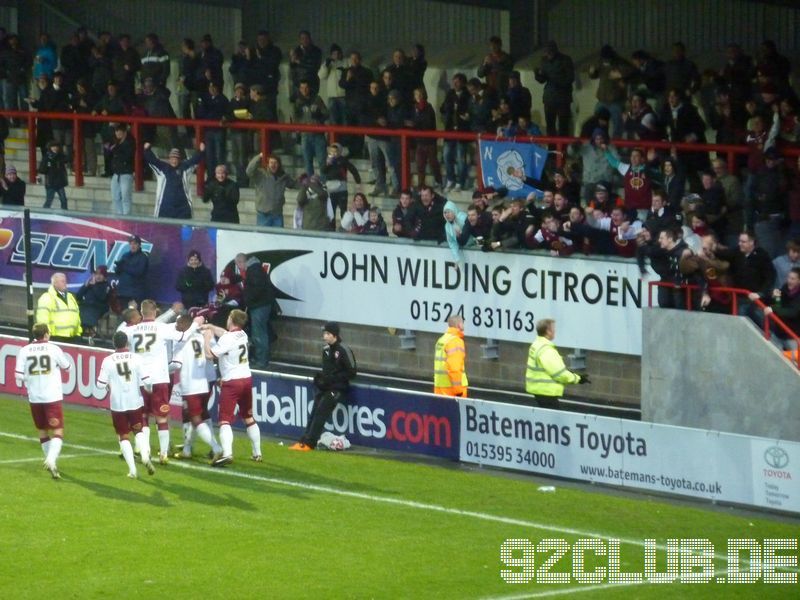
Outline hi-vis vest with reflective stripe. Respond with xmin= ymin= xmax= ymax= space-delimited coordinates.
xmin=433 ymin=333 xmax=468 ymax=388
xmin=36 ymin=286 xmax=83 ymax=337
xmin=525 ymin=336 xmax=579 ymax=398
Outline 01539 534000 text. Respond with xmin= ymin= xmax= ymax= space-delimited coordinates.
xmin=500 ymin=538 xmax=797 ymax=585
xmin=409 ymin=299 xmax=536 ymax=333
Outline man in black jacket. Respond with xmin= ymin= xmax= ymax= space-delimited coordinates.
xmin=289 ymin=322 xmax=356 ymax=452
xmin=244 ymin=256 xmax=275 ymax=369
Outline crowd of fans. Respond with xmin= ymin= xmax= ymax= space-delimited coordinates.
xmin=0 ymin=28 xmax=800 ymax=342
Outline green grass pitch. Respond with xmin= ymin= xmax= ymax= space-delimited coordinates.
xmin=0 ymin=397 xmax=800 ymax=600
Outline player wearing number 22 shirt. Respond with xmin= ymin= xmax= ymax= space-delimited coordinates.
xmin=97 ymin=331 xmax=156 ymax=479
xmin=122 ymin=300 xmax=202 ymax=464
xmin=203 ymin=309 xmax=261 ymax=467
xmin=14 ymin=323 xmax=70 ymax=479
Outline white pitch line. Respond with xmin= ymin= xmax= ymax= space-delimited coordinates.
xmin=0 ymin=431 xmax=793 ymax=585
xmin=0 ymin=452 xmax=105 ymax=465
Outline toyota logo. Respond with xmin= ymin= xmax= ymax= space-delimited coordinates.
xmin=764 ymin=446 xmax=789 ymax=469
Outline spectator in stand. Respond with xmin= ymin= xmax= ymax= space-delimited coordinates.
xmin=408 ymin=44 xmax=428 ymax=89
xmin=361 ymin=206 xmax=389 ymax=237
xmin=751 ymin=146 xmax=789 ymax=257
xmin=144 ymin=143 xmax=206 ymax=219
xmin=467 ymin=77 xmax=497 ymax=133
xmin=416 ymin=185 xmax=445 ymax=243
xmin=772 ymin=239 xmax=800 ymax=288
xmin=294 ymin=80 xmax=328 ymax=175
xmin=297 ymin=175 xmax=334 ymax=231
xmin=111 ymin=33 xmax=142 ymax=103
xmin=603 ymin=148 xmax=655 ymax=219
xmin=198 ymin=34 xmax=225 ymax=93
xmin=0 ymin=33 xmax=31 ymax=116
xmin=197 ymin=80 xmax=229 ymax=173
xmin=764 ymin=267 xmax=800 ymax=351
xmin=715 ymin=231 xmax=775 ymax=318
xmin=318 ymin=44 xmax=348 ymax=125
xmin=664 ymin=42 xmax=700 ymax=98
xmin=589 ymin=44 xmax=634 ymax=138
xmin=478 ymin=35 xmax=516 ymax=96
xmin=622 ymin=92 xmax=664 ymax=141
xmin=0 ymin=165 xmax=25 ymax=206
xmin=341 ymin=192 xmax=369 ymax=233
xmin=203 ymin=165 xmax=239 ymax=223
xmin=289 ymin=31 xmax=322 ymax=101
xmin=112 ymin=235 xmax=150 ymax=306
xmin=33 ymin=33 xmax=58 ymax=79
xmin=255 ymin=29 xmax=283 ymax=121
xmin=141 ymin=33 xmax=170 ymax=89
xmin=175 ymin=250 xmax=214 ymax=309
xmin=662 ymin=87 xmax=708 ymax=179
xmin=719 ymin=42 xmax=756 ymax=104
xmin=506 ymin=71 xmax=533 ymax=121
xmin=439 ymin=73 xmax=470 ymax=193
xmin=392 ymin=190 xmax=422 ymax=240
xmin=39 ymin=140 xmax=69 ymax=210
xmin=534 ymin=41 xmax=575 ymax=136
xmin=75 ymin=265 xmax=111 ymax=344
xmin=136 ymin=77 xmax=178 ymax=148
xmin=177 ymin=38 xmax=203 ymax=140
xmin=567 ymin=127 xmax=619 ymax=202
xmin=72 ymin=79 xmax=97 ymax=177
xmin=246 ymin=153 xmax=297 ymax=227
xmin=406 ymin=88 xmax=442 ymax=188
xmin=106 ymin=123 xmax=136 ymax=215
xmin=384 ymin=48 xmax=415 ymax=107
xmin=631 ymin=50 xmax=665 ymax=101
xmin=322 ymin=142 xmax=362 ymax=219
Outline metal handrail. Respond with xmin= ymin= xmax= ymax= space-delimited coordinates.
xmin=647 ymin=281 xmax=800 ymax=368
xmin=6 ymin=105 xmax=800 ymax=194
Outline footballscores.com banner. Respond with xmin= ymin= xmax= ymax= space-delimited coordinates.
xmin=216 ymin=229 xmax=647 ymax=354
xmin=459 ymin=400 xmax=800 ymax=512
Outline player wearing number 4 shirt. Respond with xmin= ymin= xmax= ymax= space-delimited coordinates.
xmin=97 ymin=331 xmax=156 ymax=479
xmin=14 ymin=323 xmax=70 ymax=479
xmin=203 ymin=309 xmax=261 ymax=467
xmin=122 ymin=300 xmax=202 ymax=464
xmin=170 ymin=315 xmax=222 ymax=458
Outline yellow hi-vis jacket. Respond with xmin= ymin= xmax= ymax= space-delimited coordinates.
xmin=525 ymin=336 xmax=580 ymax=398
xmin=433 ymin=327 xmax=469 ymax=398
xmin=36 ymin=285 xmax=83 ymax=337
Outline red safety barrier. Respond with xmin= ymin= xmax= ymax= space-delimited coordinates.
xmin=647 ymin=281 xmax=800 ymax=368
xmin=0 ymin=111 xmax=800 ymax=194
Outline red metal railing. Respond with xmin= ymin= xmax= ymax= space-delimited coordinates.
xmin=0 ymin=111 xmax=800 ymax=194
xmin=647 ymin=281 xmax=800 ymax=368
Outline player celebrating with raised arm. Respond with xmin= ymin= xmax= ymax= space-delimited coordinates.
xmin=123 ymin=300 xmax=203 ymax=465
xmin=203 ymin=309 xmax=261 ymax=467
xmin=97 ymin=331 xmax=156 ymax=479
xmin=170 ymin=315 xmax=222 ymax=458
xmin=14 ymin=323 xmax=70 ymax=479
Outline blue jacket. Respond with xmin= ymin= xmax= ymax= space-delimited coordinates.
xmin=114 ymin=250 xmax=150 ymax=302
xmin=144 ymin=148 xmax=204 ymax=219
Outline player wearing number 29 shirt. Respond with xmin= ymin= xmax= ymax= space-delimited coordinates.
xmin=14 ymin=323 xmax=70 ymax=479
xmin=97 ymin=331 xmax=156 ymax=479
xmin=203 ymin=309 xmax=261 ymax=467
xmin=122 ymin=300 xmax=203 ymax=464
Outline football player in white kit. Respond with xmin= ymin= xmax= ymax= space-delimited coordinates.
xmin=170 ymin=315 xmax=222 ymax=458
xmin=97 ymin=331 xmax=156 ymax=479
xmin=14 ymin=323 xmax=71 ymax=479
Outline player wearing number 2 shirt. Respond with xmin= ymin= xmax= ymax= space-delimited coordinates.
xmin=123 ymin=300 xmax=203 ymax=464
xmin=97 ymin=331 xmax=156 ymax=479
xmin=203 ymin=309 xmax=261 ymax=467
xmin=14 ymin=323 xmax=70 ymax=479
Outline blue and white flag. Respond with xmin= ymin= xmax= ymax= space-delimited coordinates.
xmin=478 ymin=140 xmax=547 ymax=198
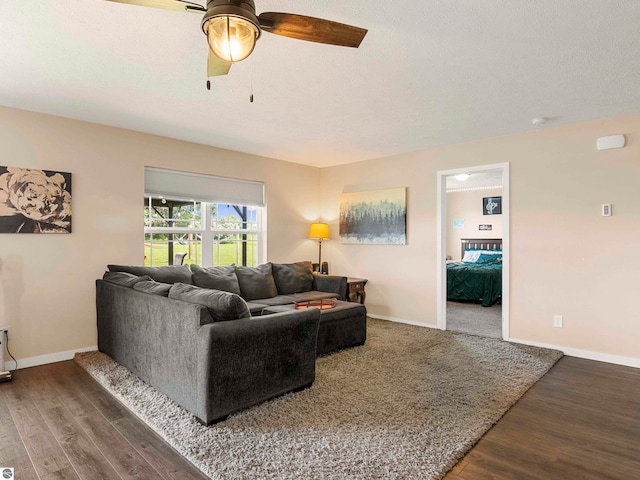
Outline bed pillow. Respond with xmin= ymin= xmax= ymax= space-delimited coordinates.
#####
## EXERCISE
Copy every line of the records above word for word, leaving out the pictures.

## SOLVED EXERCISE
Outline hi-vis vest with reflective stripe. Respond with xmin= ymin= xmax= ymax= space-delimited coordinates.
xmin=433 ymin=333 xmax=468 ymax=388
xmin=36 ymin=286 xmax=83 ymax=337
xmin=525 ymin=336 xmax=579 ymax=398
Outline 01539 534000 text. Respond with xmin= ymin= xmax= ymax= space-delimited coordinates.
xmin=500 ymin=538 xmax=797 ymax=585
xmin=409 ymin=299 xmax=536 ymax=333
Outline man in black jacket. Respond with xmin= ymin= xmax= ymax= space-delimited coordinates.
xmin=289 ymin=322 xmax=356 ymax=452
xmin=244 ymin=256 xmax=275 ymax=369
Outline crowd of fans. Respond with xmin= ymin= xmax= ymax= space-delimited coordinates.
xmin=0 ymin=28 xmax=800 ymax=342
Outline green grass pitch. Respond with xmin= ymin= xmax= ymax= space-delimited coordinates.
xmin=0 ymin=397 xmax=800 ymax=600
Outline player wearing number 22 shirt. Respond with xmin= ymin= xmax= ymax= space-delimited coordinates.
xmin=97 ymin=331 xmax=156 ymax=479
xmin=122 ymin=300 xmax=202 ymax=464
xmin=203 ymin=309 xmax=261 ymax=467
xmin=14 ymin=323 xmax=70 ymax=479
Outline white pitch line. Respond with xmin= ymin= xmax= ymax= space-delimited coordinates.
xmin=0 ymin=431 xmax=793 ymax=585
xmin=0 ymin=452 xmax=105 ymax=465
Outline toyota logo. Respond with xmin= ymin= xmax= ymax= space-delimited coordinates.
xmin=764 ymin=446 xmax=789 ymax=469
Outline spectator in stand. Respond with xmin= ymin= xmax= ymax= space-delimited coordinates.
xmin=408 ymin=44 xmax=428 ymax=89
xmin=361 ymin=206 xmax=389 ymax=237
xmin=751 ymin=146 xmax=789 ymax=257
xmin=144 ymin=143 xmax=206 ymax=219
xmin=467 ymin=77 xmax=497 ymax=133
xmin=416 ymin=185 xmax=445 ymax=243
xmin=772 ymin=239 xmax=800 ymax=288
xmin=294 ymin=80 xmax=328 ymax=175
xmin=297 ymin=175 xmax=334 ymax=231
xmin=111 ymin=33 xmax=142 ymax=103
xmin=603 ymin=148 xmax=655 ymax=219
xmin=198 ymin=34 xmax=225 ymax=93
xmin=0 ymin=33 xmax=31 ymax=116
xmin=197 ymin=80 xmax=229 ymax=173
xmin=764 ymin=267 xmax=800 ymax=351
xmin=715 ymin=231 xmax=775 ymax=318
xmin=318 ymin=44 xmax=348 ymax=125
xmin=664 ymin=42 xmax=700 ymax=98
xmin=589 ymin=44 xmax=634 ymax=138
xmin=478 ymin=35 xmax=516 ymax=96
xmin=622 ymin=92 xmax=664 ymax=141
xmin=0 ymin=165 xmax=25 ymax=206
xmin=341 ymin=192 xmax=369 ymax=233
xmin=203 ymin=165 xmax=239 ymax=223
xmin=289 ymin=31 xmax=322 ymax=101
xmin=112 ymin=235 xmax=150 ymax=306
xmin=33 ymin=33 xmax=58 ymax=79
xmin=255 ymin=29 xmax=283 ymax=121
xmin=141 ymin=33 xmax=170 ymax=89
xmin=175 ymin=250 xmax=214 ymax=309
xmin=662 ymin=87 xmax=708 ymax=179
xmin=719 ymin=42 xmax=756 ymax=104
xmin=506 ymin=71 xmax=533 ymax=121
xmin=439 ymin=73 xmax=470 ymax=193
xmin=392 ymin=190 xmax=422 ymax=240
xmin=39 ymin=140 xmax=69 ymax=210
xmin=534 ymin=41 xmax=575 ymax=136
xmin=75 ymin=265 xmax=111 ymax=344
xmin=136 ymin=77 xmax=178 ymax=148
xmin=177 ymin=38 xmax=203 ymax=140
xmin=567 ymin=127 xmax=619 ymax=202
xmin=72 ymin=79 xmax=97 ymax=177
xmin=246 ymin=153 xmax=297 ymax=227
xmin=406 ymin=88 xmax=442 ymax=188
xmin=106 ymin=123 xmax=136 ymax=215
xmin=384 ymin=48 xmax=415 ymax=107
xmin=631 ymin=50 xmax=665 ymax=101
xmin=322 ymin=142 xmax=362 ymax=219
Outline metal handrail. Respond with xmin= ymin= xmax= ymax= space-delimited coordinates.
xmin=647 ymin=281 xmax=800 ymax=368
xmin=6 ymin=105 xmax=800 ymax=194
Outline footballscores.com banner. Respond with xmin= ymin= xmax= ymax= space-delimited coordinates.
xmin=216 ymin=229 xmax=647 ymax=354
xmin=459 ymin=400 xmax=800 ymax=512
Outline player wearing number 4 shirt. Respond with xmin= ymin= xmax= ymax= space-delimited coordinates.
xmin=97 ymin=331 xmax=156 ymax=479
xmin=14 ymin=323 xmax=70 ymax=479
xmin=203 ymin=309 xmax=261 ymax=467
xmin=122 ymin=300 xmax=202 ymax=464
xmin=170 ymin=315 xmax=222 ymax=458
Outline yellow hi-vis jacket. Respond with xmin= ymin= xmax= ymax= space-delimited coordinates.
xmin=525 ymin=336 xmax=580 ymax=398
xmin=433 ymin=327 xmax=469 ymax=398
xmin=36 ymin=285 xmax=83 ymax=337
Outline red safety barrier. Respond with xmin= ymin= xmax= ymax= space-delimited coordinates.
xmin=647 ymin=281 xmax=800 ymax=368
xmin=0 ymin=111 xmax=800 ymax=194
Outline red metal railing. Respond with xmin= ymin= xmax= ymax= space-delimited coordinates.
xmin=0 ymin=111 xmax=800 ymax=194
xmin=647 ymin=281 xmax=800 ymax=368
Outline player celebrating with raised arm. Respond with xmin= ymin= xmax= ymax= space-delimited coordinates.
xmin=123 ymin=300 xmax=203 ymax=465
xmin=203 ymin=309 xmax=261 ymax=467
xmin=97 ymin=331 xmax=156 ymax=479
xmin=170 ymin=315 xmax=222 ymax=458
xmin=14 ymin=323 xmax=70 ymax=479
Outline blue jacket. Respond with xmin= ymin= xmax= ymax= space-delimited coordinates.
xmin=114 ymin=250 xmax=150 ymax=302
xmin=144 ymin=148 xmax=204 ymax=219
Outline player wearing number 29 shirt. Respond with xmin= ymin= xmax= ymax= space-delimited coordinates.
xmin=14 ymin=323 xmax=70 ymax=479
xmin=97 ymin=331 xmax=156 ymax=479
xmin=203 ymin=309 xmax=261 ymax=467
xmin=122 ymin=300 xmax=203 ymax=464
Outline football player in white kit. Respond with xmin= ymin= xmax= ymax= space-delimited coordinates.
xmin=170 ymin=315 xmax=222 ymax=458
xmin=97 ymin=331 xmax=156 ymax=479
xmin=14 ymin=323 xmax=71 ymax=479
Outline player wearing number 2 shirt. Respond with xmin= ymin= xmax= ymax= space-delimited coordinates.
xmin=123 ymin=300 xmax=203 ymax=464
xmin=97 ymin=331 xmax=156 ymax=479
xmin=203 ymin=309 xmax=261 ymax=467
xmin=14 ymin=323 xmax=70 ymax=479
Outline blue and white flag. Respond with xmin= ymin= xmax= ymax= space-delimited coordinates.
xmin=478 ymin=140 xmax=547 ymax=198
Outline bed pillow. Respond with xmin= ymin= xmax= ymax= space-delimited coordinates.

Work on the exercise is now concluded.